Your task: Report how many lines of the entries below contain the string "nose", with case counting. Give only the number.

═══ Records supplied ═══

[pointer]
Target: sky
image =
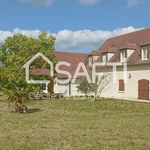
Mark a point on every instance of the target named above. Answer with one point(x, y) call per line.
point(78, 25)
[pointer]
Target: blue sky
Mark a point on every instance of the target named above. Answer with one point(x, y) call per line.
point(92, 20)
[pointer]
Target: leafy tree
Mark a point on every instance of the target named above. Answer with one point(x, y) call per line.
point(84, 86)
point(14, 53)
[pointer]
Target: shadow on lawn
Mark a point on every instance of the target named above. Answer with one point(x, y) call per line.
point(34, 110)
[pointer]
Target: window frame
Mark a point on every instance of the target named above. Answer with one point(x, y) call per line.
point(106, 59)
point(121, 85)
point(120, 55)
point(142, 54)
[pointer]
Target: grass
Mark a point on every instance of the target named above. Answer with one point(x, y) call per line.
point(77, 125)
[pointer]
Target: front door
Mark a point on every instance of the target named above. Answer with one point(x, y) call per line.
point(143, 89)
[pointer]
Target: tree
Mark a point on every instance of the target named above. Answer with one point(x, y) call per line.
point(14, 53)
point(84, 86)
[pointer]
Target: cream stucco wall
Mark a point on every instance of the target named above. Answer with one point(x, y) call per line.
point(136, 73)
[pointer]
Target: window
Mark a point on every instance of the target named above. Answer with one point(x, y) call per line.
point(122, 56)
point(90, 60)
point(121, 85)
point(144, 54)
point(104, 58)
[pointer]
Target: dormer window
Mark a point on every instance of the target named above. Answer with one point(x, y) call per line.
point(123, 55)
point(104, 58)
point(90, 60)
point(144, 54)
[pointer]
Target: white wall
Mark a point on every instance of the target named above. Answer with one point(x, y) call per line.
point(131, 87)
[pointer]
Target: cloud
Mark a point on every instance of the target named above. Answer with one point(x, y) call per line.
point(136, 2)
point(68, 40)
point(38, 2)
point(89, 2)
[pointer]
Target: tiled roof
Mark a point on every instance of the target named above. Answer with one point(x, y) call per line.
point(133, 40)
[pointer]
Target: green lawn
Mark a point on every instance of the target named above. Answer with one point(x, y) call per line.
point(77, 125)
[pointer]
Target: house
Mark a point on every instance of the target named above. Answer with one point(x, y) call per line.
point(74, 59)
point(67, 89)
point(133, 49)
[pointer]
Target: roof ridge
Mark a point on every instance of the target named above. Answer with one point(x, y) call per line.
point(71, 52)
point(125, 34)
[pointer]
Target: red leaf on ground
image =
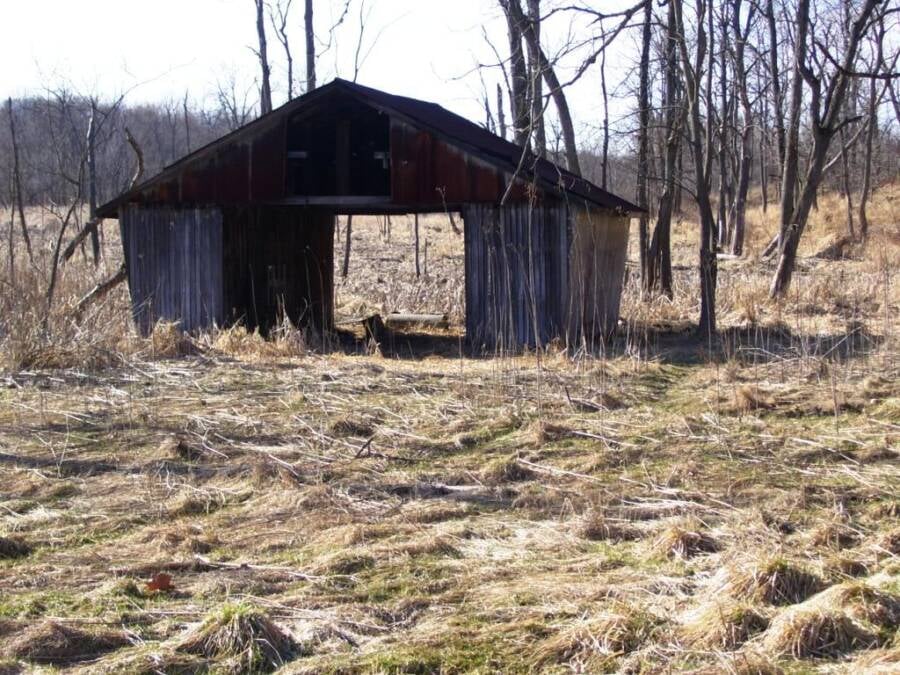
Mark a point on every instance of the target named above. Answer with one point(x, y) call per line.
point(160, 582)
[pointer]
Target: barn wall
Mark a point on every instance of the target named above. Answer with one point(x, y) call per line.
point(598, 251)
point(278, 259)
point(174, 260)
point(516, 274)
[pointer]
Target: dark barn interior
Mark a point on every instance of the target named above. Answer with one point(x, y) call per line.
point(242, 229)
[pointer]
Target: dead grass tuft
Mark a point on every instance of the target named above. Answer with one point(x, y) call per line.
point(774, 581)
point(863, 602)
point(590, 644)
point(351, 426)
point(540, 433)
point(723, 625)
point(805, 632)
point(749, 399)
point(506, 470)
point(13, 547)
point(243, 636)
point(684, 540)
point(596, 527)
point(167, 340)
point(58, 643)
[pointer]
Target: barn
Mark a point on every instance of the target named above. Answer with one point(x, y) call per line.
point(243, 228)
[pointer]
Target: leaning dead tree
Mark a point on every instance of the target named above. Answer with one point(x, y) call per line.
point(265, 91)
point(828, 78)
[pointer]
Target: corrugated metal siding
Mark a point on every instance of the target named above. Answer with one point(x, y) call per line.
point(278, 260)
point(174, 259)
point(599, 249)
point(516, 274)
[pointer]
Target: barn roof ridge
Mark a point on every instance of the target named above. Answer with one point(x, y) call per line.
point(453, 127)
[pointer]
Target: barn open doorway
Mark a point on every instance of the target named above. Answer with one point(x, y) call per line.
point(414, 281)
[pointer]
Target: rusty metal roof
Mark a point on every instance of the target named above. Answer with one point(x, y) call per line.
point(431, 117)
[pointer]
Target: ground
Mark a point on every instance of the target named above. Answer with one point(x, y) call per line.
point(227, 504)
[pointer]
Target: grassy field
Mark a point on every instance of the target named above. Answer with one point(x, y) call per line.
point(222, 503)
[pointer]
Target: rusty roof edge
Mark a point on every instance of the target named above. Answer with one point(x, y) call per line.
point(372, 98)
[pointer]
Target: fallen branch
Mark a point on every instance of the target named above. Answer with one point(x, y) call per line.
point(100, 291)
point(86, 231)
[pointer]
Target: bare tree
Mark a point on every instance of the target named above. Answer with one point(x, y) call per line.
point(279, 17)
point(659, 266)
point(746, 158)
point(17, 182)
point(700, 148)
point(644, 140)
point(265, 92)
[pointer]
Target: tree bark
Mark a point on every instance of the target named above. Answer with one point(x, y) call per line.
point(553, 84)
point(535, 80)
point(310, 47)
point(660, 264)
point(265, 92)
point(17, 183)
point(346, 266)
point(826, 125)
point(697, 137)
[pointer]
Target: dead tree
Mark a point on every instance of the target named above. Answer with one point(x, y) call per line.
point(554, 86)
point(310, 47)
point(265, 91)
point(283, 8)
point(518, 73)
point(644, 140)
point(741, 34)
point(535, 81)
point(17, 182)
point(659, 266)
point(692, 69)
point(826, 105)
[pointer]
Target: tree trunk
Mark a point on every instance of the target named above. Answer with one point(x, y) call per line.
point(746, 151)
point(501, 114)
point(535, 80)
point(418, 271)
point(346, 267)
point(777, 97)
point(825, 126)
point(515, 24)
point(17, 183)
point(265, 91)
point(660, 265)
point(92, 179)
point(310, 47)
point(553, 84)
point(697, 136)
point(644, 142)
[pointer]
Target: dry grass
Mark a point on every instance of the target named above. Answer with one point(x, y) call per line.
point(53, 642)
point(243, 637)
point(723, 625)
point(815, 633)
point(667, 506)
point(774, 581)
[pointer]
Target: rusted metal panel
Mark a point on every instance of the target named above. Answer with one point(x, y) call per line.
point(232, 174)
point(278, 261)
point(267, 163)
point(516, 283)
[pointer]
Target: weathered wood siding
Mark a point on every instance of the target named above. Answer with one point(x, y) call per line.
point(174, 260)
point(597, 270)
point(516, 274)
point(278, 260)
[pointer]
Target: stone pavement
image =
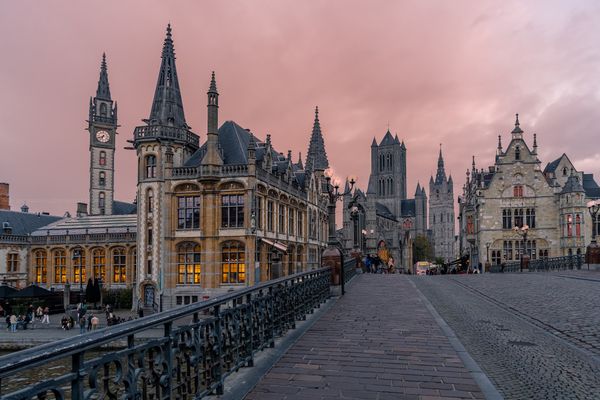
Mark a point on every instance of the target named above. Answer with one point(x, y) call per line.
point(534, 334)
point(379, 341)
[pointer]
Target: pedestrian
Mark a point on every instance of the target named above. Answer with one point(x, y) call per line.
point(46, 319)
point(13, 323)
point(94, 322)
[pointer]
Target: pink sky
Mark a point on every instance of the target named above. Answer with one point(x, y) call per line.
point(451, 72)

═══
═══ Records supplied ═══

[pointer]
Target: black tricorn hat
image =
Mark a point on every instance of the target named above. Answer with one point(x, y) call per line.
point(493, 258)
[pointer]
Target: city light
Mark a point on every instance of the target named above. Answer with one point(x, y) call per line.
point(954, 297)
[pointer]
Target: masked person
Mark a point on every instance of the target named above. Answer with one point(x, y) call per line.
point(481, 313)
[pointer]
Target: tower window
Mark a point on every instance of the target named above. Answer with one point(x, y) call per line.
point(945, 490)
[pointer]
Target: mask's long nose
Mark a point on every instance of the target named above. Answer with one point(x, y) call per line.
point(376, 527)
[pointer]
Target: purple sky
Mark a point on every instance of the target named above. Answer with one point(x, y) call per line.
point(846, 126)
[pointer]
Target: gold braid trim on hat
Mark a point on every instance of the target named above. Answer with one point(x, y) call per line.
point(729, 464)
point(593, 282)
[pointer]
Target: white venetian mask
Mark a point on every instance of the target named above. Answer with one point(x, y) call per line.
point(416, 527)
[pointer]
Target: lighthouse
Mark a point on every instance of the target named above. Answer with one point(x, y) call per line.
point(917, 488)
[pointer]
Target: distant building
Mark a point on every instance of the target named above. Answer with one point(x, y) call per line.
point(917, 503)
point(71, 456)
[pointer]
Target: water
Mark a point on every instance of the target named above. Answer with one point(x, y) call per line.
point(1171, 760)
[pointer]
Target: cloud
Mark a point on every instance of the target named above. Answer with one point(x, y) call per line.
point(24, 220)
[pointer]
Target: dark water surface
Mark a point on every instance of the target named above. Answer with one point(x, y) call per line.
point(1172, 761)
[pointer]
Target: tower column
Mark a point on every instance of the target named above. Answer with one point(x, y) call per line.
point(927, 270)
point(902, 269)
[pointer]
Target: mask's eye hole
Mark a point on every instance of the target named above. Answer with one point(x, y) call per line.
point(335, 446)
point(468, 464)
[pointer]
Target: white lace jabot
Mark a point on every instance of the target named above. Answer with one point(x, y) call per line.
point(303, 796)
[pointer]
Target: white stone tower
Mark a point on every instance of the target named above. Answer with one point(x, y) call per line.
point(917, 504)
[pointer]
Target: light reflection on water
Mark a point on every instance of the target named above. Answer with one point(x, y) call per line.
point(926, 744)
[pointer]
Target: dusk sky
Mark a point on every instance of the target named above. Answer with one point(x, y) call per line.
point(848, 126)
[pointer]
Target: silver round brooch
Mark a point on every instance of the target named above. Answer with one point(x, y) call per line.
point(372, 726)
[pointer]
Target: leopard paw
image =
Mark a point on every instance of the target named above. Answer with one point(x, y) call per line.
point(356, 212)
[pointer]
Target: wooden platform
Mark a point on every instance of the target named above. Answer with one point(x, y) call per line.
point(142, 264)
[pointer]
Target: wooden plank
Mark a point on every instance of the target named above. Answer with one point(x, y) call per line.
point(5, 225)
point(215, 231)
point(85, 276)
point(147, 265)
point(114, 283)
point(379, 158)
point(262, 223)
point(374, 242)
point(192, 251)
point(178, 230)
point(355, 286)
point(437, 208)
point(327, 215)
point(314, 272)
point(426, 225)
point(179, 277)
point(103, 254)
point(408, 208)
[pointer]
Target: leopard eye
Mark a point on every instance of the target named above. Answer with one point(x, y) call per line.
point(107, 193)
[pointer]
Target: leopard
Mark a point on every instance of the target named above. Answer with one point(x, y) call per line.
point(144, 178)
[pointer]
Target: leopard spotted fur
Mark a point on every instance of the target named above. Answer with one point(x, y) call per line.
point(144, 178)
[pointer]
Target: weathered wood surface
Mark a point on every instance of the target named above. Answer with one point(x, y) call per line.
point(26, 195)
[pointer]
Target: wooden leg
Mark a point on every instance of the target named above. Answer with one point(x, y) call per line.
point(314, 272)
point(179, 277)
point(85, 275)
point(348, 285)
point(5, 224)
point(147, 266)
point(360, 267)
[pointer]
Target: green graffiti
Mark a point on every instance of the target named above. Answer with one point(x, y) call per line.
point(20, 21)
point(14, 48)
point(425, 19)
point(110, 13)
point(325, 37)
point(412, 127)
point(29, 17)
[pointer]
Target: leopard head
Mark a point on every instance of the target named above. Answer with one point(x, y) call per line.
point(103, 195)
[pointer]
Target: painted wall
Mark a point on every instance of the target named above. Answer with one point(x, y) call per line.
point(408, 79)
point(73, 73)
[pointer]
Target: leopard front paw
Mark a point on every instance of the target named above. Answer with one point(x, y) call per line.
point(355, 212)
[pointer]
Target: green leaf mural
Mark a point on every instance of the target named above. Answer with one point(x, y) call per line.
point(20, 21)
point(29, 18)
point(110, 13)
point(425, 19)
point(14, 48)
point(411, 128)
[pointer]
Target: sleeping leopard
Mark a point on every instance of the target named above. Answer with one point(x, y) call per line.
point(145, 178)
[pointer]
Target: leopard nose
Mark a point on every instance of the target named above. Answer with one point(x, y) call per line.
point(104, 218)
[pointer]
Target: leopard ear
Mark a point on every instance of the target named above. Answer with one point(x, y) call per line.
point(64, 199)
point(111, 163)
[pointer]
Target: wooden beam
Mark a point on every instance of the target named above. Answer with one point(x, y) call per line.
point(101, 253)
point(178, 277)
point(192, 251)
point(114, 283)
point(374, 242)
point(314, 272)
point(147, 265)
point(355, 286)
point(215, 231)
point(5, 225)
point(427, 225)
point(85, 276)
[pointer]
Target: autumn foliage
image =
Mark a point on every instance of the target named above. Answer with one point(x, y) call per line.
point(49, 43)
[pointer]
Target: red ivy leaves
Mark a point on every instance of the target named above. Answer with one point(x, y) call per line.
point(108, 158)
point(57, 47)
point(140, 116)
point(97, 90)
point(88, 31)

═══

Final result: 2